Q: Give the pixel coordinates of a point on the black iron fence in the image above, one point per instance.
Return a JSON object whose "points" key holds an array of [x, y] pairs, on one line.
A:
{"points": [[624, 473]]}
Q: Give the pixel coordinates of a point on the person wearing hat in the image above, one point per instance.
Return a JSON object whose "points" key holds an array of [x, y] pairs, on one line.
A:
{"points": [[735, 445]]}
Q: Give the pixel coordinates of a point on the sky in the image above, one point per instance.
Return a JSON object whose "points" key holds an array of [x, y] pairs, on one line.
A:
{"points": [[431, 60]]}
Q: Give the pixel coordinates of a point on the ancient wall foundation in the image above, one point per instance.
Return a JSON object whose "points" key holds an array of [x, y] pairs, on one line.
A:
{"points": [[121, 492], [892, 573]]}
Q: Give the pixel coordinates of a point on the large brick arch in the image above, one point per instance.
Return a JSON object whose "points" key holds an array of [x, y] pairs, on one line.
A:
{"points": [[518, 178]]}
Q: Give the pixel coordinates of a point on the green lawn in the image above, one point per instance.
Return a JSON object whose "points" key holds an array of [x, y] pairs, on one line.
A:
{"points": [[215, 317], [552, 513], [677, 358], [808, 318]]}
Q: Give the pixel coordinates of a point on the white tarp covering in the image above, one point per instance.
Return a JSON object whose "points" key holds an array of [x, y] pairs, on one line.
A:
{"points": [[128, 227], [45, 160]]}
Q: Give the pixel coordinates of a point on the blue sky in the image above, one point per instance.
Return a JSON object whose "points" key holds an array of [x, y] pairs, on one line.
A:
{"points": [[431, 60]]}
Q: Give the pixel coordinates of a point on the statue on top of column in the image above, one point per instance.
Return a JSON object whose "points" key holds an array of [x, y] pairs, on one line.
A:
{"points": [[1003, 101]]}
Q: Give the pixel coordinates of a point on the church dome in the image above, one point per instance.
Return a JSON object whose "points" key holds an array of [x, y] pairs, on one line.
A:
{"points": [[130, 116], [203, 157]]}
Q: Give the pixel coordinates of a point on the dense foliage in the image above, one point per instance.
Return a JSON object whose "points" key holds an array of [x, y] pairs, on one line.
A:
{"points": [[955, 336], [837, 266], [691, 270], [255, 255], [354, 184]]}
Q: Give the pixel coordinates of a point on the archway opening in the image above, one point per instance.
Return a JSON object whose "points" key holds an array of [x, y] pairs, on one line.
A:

============

> **STATED GOAL**
Can you convert every line of the listing above into a JSON list of strings, one string per line and no entries for blank lines?

> **ANSWER IN FULL**
[
  "Q: Give the pixel coordinates of a point on the black iron fence in the image above, one point per instance.",
  "Return a JSON object whose \"points\" key holds an array of [x, y] pairs, on one line.",
  "A:",
  "{\"points\": [[624, 473]]}",
  "Q: Give the pixel coordinates of a point on the person wearing hat in the image above, one point per instance.",
  "Return a JSON object whose \"points\" key holds an array of [x, y] pairs, on one line.",
  "A:",
  "{\"points\": [[735, 445]]}",
  "Q: Give the pixel coordinates of a point on the sky in the image above, one point per instance.",
  "Return a JSON object whose \"points\" key holds an array of [x, y] pairs, on one line.",
  "A:",
  "{\"points\": [[431, 60]]}",
  "Q: Give the pixel coordinates of a point on the ancient wall foundation in the image above, one point per instance.",
  "Return a JSON object whose \"points\" key holds an array of [x, y] pairs, on one line.",
  "A:",
  "{\"points\": [[121, 492], [892, 573]]}",
  "Q: Give the pixel coordinates of a point on the large brick arch in the image above, one point per instance.",
  "Return a JSON object whose \"points\" key holds an array of [x, y] pairs, on one line.",
  "A:",
  "{\"points\": [[518, 178]]}",
  "Q: Give the pixel coordinates of a point on the green lawn in the image above, one point per instance.",
  "Return a JSON object whose \"points\" key holds an array of [x, y] pairs, on one line.",
  "A:",
  "{\"points\": [[215, 317], [552, 513], [677, 358], [808, 318]]}",
  "Q: Give the pixel coordinates of a point on the white tarp covering in the image above, one point per instance.",
  "Return a JSON object whose \"points\" key holds an array of [x, y] pairs, on one line.",
  "A:",
  "{\"points\": [[128, 227], [45, 160]]}",
  "Q: Give the pixel coordinates of a point on the blue sky in the image above, one point per instance.",
  "Return a JSON object whose \"points\" key holds an array of [x, y] pairs, on one line.",
  "A:",
  "{\"points\": [[431, 60]]}",
  "Q: Give the pixel coordinates of a point on the statue on top of column in the image above, one point per instance.",
  "Return a JSON object whose \"points\" key holds an array of [x, y] pairs, on one line.",
  "A:",
  "{\"points\": [[1003, 101]]}",
  "Q: Give the pixel coordinates of a point on the church dome in the image above, one point per instance.",
  "Return a JSON object whose \"points\" key holds an array of [x, y] pairs, on one line.",
  "A:",
  "{\"points\": [[130, 116], [203, 157]]}",
  "Q: Give the pixel coordinates of a point on the dense foliage in the image above, one point per instance.",
  "Return a JSON object whose \"points\" key holds an array of [x, y] pairs, on one line.",
  "A:",
  "{\"points\": [[955, 336], [837, 266], [691, 270], [255, 255], [354, 184]]}",
  "Q: Give the pixel coordinates of a point on the archway opening in the image above, one point per instance.",
  "Return a JSON object whose \"points\" key holds an array of [x, y] pairs, on one line.",
  "A:"
]